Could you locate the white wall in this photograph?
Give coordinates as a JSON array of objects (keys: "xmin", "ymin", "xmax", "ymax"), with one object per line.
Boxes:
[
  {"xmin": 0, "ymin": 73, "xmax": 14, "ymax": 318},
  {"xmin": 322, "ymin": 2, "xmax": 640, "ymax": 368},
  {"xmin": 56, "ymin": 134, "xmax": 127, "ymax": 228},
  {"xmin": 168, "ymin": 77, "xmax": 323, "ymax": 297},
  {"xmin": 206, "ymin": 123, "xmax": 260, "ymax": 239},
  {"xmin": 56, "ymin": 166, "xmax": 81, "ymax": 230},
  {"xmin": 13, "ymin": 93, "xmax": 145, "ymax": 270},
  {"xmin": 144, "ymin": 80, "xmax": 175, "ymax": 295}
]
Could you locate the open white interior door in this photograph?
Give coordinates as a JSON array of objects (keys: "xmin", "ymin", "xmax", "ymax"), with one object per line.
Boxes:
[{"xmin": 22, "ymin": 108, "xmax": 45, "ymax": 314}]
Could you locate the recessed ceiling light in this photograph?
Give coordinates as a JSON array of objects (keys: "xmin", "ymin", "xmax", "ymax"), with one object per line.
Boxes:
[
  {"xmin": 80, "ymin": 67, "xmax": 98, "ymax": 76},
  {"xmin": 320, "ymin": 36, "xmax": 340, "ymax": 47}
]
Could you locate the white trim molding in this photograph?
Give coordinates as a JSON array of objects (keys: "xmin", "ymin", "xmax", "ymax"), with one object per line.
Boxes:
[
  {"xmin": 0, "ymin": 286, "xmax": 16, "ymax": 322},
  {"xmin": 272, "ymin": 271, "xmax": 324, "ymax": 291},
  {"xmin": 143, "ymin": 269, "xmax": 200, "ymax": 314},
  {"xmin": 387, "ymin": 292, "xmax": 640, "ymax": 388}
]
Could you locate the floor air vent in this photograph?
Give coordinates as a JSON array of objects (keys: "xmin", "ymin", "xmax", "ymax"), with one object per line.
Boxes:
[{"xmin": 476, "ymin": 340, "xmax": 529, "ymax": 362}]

::::::

Exercise objective |
Please tally the lines in the records above that contain the string "Could", treating uppercase and lowercase as different, and reply with the number alone.

Solution below |
5